◆ **Task**
Copy out every one of the lines below word for word, but leave the pictures out of your answer.

------------------------------------------------------------

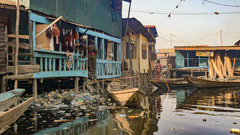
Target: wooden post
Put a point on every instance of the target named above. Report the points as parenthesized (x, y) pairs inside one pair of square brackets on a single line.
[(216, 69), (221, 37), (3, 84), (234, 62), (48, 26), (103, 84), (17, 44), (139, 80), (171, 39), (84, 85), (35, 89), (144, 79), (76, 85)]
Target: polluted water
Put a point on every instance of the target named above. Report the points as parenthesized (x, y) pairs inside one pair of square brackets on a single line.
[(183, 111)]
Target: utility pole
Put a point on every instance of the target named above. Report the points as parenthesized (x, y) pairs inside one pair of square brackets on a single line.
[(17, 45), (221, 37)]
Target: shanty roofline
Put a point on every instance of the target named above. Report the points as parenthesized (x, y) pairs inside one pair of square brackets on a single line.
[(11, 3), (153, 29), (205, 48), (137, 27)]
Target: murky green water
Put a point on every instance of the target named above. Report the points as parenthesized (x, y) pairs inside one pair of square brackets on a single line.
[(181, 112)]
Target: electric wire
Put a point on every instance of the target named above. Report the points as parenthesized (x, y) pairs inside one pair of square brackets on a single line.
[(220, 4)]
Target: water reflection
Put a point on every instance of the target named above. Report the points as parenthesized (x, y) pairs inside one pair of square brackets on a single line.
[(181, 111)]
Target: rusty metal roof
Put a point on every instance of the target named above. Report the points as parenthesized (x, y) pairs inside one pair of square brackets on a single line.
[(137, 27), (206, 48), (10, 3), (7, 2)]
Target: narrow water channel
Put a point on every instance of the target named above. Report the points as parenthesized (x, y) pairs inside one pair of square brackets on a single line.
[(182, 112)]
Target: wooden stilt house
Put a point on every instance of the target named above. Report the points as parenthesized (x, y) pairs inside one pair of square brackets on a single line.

------------------------------------------------------------

◆ **Response**
Target: wooden post
Put a point on every instance of the target named above. Report the points as parenthesized (x, y) pairs inside one pair of square brackets on a single line.
[(216, 69), (221, 37), (3, 84), (234, 62), (48, 26), (103, 84), (17, 44), (139, 80), (171, 39), (84, 85), (35, 89), (144, 79), (76, 85)]
Target: polluted water
Put a point on every instance of the target named above. Report the points as parenthesized (x, y) pairs inside one pair of square brackets on a single line.
[(183, 111)]
Target: utility pole
Put a point on every instance of the target named above. Report the points as parenthesized (x, y) pairs inside one pair of square brackets on a single line.
[(17, 45), (221, 37)]
Target: shanty roofline
Put a point on every instance of the target named above. Report the points as parenthesized (x, y) pairs inside one pair of square brackets on a single line.
[(11, 3), (153, 29), (205, 48), (137, 27)]
Target: murky green water
Put a point on every instance of the target named above. Report the points as parenthesized (x, y) pairs inside one pair of square brackets on a single line.
[(181, 112)]
Target: electric wire
Put a point on every instance of the target named above. Report the points as parenthesized (x, y) pairs inside one pair of square brackets on a single line.
[(220, 4)]
Target: water reflection
Put a point on every instance of the target named above. Report the points as parenthesized (x, y) pairs inside one pair of square brackets on a single line.
[(181, 111)]
Target: rusty metal roof
Put a point on every instance of the target named above. Report the points as parenthesized (x, y) pairs inside one pair of square brackets on a single line.
[(137, 27), (206, 48), (10, 3), (7, 2)]
Target: narrow water channel
Put a point on every instance of the target named above. Report the points as parenthesized (x, y) pairs inside one pair of square brackets on a single line.
[(182, 112)]
Target: wooden stilt house
Put a point on every instance of the target named above. Report the points as parenthesized (x, y) pairs inside one pair of square brackets on a single line.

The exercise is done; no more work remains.